[Extracted data entries]

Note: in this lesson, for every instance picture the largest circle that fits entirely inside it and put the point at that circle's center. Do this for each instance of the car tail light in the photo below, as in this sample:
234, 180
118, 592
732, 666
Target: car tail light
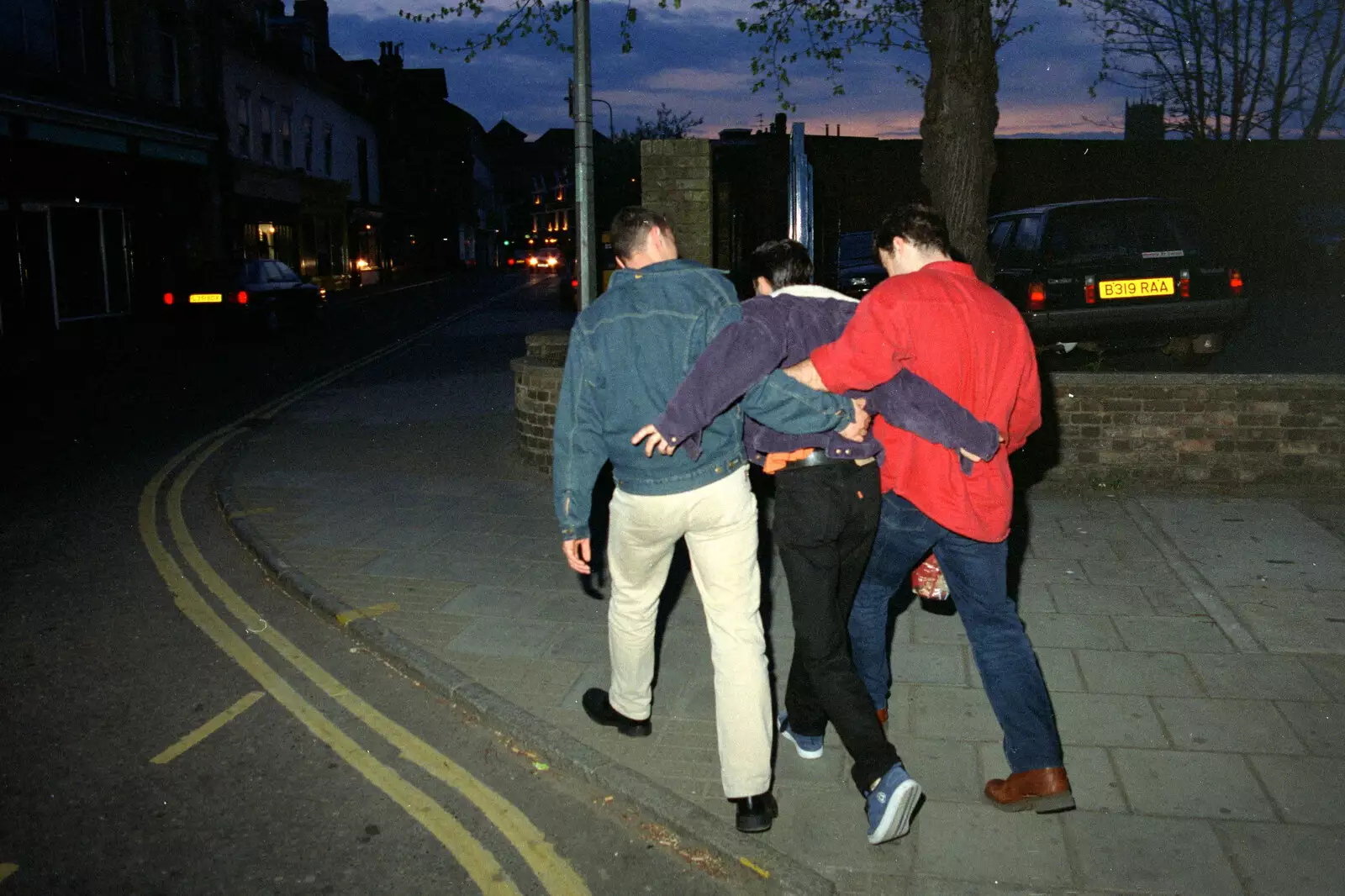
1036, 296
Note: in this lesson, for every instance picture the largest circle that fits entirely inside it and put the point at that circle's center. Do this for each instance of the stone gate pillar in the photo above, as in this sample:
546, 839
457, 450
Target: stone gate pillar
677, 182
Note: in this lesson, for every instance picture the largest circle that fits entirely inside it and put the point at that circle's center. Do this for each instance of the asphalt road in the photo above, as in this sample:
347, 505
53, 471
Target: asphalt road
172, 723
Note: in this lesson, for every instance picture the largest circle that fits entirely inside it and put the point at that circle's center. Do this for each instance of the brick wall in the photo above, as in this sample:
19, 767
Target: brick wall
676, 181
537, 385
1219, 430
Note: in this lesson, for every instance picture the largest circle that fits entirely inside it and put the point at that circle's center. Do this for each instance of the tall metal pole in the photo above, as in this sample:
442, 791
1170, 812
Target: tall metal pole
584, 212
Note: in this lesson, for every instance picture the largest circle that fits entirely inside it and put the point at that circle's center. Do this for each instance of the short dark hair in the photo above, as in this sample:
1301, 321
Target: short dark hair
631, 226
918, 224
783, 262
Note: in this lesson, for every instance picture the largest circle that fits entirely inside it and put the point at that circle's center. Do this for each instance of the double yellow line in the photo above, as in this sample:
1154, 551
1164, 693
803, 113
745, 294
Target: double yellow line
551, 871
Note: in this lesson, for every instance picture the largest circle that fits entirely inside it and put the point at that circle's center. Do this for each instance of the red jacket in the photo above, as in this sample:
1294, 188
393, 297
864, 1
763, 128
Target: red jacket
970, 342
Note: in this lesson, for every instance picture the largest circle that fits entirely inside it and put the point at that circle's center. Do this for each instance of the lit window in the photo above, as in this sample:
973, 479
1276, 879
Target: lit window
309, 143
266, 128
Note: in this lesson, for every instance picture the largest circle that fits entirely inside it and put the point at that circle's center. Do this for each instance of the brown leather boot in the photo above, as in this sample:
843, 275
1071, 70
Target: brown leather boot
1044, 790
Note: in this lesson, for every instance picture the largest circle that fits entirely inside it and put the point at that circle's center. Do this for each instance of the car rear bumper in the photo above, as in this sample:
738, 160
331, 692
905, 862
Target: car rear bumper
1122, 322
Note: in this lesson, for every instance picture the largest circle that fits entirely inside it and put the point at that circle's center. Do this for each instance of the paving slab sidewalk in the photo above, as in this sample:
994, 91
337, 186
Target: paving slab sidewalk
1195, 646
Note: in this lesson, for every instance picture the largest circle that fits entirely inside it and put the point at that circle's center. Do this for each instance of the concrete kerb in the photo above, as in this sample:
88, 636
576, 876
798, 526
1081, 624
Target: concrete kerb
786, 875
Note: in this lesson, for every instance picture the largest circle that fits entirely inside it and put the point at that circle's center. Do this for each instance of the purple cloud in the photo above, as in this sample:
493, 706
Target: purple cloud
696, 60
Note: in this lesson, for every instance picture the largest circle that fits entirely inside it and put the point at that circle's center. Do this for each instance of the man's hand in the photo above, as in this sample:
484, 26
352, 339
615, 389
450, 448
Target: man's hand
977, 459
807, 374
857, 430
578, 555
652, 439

### Task goal:
Rescale the rows from the line that contains "of the man's" through the end of the rows by multiplying each coordinate in the answers by 1.65 and rounding to whole numbers, with halves rounded up. Write all of those lines out again, requests included, and leave the request wording and its sample points as they are.

### Task solution:
Note: in this lesson, for every instance picture the largest circle that fits entirely inside it and put the point at that circle's center. Do this for each instance of the man's hand in the photo above, as in this sample:
484, 26
352, 339
615, 389
450, 448
Target: man's hand
1612, 757
1332, 617
1414, 710
954, 916
1076, 724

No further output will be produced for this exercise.